%%

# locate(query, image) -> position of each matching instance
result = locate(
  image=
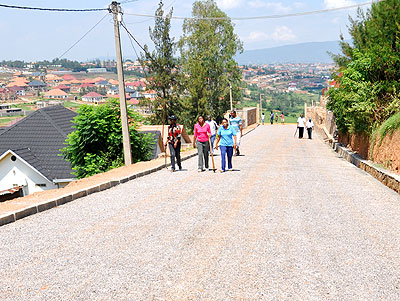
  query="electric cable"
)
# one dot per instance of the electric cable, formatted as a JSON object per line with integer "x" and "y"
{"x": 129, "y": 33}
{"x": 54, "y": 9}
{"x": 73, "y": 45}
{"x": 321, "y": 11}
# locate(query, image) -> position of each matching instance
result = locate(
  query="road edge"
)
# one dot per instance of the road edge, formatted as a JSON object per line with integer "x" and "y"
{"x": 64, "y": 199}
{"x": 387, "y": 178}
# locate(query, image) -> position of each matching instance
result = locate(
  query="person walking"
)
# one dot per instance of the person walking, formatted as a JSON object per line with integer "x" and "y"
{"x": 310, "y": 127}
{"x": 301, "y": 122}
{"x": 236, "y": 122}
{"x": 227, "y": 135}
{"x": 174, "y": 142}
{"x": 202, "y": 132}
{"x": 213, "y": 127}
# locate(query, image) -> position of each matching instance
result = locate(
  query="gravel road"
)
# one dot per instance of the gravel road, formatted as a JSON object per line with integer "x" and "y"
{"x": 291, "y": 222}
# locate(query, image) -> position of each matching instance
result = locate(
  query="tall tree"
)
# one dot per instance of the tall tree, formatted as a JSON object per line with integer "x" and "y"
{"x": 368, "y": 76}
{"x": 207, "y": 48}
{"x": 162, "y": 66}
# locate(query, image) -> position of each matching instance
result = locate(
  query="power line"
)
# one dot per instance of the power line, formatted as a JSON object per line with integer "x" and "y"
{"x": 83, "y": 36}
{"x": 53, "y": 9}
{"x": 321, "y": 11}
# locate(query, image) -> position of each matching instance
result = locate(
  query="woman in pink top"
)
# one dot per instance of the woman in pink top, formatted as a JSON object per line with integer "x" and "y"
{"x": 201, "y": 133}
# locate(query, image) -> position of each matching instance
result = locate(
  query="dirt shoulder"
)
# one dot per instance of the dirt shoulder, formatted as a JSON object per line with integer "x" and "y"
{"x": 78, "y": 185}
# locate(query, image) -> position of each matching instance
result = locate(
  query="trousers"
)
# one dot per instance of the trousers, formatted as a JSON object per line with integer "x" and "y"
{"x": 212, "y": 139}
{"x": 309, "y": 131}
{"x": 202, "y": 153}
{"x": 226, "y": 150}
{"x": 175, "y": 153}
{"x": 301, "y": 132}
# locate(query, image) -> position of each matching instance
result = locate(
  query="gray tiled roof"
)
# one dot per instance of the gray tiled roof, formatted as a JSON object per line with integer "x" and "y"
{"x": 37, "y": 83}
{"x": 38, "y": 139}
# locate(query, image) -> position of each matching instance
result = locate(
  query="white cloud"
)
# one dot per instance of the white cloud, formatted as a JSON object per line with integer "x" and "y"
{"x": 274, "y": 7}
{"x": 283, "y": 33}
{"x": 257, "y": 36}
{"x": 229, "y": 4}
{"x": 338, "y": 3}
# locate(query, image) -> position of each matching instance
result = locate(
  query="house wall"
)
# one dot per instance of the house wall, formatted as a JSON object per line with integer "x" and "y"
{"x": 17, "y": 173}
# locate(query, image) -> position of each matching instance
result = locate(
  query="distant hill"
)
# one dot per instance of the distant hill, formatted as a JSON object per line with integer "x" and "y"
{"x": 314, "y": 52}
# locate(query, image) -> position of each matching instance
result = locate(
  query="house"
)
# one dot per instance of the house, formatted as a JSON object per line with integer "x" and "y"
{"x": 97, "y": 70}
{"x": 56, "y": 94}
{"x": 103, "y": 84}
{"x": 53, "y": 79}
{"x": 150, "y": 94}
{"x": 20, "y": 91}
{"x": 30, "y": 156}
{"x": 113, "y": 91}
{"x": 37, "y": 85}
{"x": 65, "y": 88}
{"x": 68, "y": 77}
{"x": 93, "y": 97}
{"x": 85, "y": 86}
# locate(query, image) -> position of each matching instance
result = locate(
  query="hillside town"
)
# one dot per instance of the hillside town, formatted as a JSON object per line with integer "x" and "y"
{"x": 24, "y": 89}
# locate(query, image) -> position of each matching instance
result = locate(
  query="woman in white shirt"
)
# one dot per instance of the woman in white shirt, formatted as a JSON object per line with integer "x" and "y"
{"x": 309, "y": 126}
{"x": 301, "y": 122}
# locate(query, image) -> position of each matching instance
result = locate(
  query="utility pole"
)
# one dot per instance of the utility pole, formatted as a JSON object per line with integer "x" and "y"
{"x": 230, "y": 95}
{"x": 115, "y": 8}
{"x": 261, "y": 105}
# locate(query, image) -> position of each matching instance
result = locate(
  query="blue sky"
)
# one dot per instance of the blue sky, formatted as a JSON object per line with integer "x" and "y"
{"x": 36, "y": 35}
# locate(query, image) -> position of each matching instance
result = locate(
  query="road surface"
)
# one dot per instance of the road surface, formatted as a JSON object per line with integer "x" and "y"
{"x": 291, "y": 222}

%%

▶ **What you should do**:
Quote every line of the records above exactly; no picture is to be copied.

▶ **Answer to this task**:
# locate(query, image) -> position of each matching instance
result = locate(
  image=
  query="electric cable"
)
# one dot per instance of the electric cable, formatted as a JSON object per line with integer "x" and "y"
{"x": 129, "y": 33}
{"x": 54, "y": 9}
{"x": 73, "y": 45}
{"x": 321, "y": 11}
# locate(query, image) -> position of each matching instance
result = locate(
  query="road edge"
)
# one dot per instance of the road edge, formatted as a JSON object per line with integer "x" and "y"
{"x": 64, "y": 199}
{"x": 387, "y": 178}
# locate(query, image) -> position of each matching instance
result = locate(
  query="person walking"
)
# one dot per instance of the person walking, formatted as a JSON object per line with integer "x" and "y"
{"x": 310, "y": 127}
{"x": 301, "y": 122}
{"x": 236, "y": 122}
{"x": 227, "y": 135}
{"x": 174, "y": 142}
{"x": 202, "y": 132}
{"x": 213, "y": 127}
# locate(query, image) -> position of each matching instance
result = locate(
  query="gravel road"
)
# one dot per instance of the gravel road, formatted as a JSON object per line with integer "x" and "y"
{"x": 291, "y": 222}
# locate(query, image) -> position of each matching instance
result = locate(
  query="tall tree"
)
# one dot per instance of the tall tree, formatted as a JSON object per line with integer "x" and "y"
{"x": 368, "y": 76}
{"x": 207, "y": 48}
{"x": 162, "y": 66}
# locate(query, image) -> position of each matching instance
result = locate(
  query="power line"
)
# one dot per instance of the power line, formatted as a JSON object per line with integer "x" and "y"
{"x": 83, "y": 36}
{"x": 53, "y": 9}
{"x": 321, "y": 11}
# locate(query, image) -> position of each matching instance
result = locate(
  query="woman in pink top"
)
# one dot per instance of the woman in pink top, formatted as a JSON object per line with integer "x" and "y"
{"x": 201, "y": 133}
# locate(query, image) -> position of each matching instance
result = locate(
  query="dirt shoulder"
)
# one dot per instance of the dirt shoulder, formatted as a JSON object per line with integer "x" and "y"
{"x": 78, "y": 185}
# locate(query, image) -> position of each matching instance
result = locate(
  query="trousers"
)
# one dot per instance of the trousers, formatted as a JSON object per line with integer "x" and "y"
{"x": 212, "y": 139}
{"x": 309, "y": 131}
{"x": 202, "y": 153}
{"x": 226, "y": 150}
{"x": 175, "y": 153}
{"x": 301, "y": 132}
# locate(query, image) -> position of each matching instance
result = locate(
  query="gray tiled roof"
)
# one dot per instance of the gray tiled roof, formatted as a JSON object per line with integer "x" and "y"
{"x": 37, "y": 83}
{"x": 38, "y": 139}
# locate(query, image) -> position of each matching instance
result = locate(
  query="white cloud"
)
# one dot per instance of the white cloud, formatted as a JSON object per line with integer "x" and "y"
{"x": 274, "y": 7}
{"x": 283, "y": 33}
{"x": 257, "y": 36}
{"x": 229, "y": 4}
{"x": 338, "y": 3}
# locate(query, image) -> position of each matching instance
result = locate(
  query="house wall"
)
# one dot per instance of the house wall, formatted as a JSON object per line with integer "x" and "y"
{"x": 17, "y": 173}
# locate(query, image) -> position of each matching instance
result = locate(
  query="distant hill"
)
# one dot per instance of the distant hill, formatted as a JSON object per line with integer "x" and "y"
{"x": 314, "y": 52}
# locate(query, image) -> position of each matching instance
result = locate(
  query="house"
)
# one dot per instance of the house, formatted as a JSON object per line with integer "x" and "y"
{"x": 97, "y": 70}
{"x": 56, "y": 94}
{"x": 103, "y": 84}
{"x": 53, "y": 79}
{"x": 150, "y": 94}
{"x": 20, "y": 91}
{"x": 30, "y": 156}
{"x": 113, "y": 91}
{"x": 37, "y": 85}
{"x": 65, "y": 88}
{"x": 68, "y": 77}
{"x": 93, "y": 97}
{"x": 85, "y": 86}
# locate(query, image) -> position of each matching instance
result = locate(
  query="hillside town"
)
# one dot per instance of the hillside town, formatted as a JSON object per line with integer "x" and "y"
{"x": 24, "y": 89}
# locate(query, image) -> position of each matching instance
result = locate(
  query="woman in white shirt"
)
# one dot per instance of the woman in white shirt, formatted as a JSON object per line with integer "x" and "y"
{"x": 309, "y": 126}
{"x": 301, "y": 122}
# locate(query, image) -> position of each matching instance
result = locate(
  query="utility pole"
)
# one dot per instance of the utility pole, formatted as a JSON object per line with integer "x" and "y"
{"x": 230, "y": 95}
{"x": 115, "y": 8}
{"x": 261, "y": 105}
# locate(query, image) -> position of each matching instance
result = locate(
  query="blue sky"
)
# one dot per instance of the blue sky, formatted as a JSON object per line with integer "x" and "y"
{"x": 36, "y": 35}
# locate(query, image) -> position of each matching instance
result = locate(
  query="road surface"
)
# one dot per instance of the road surface, formatted as a JSON object per line with integer "x" and "y"
{"x": 291, "y": 222}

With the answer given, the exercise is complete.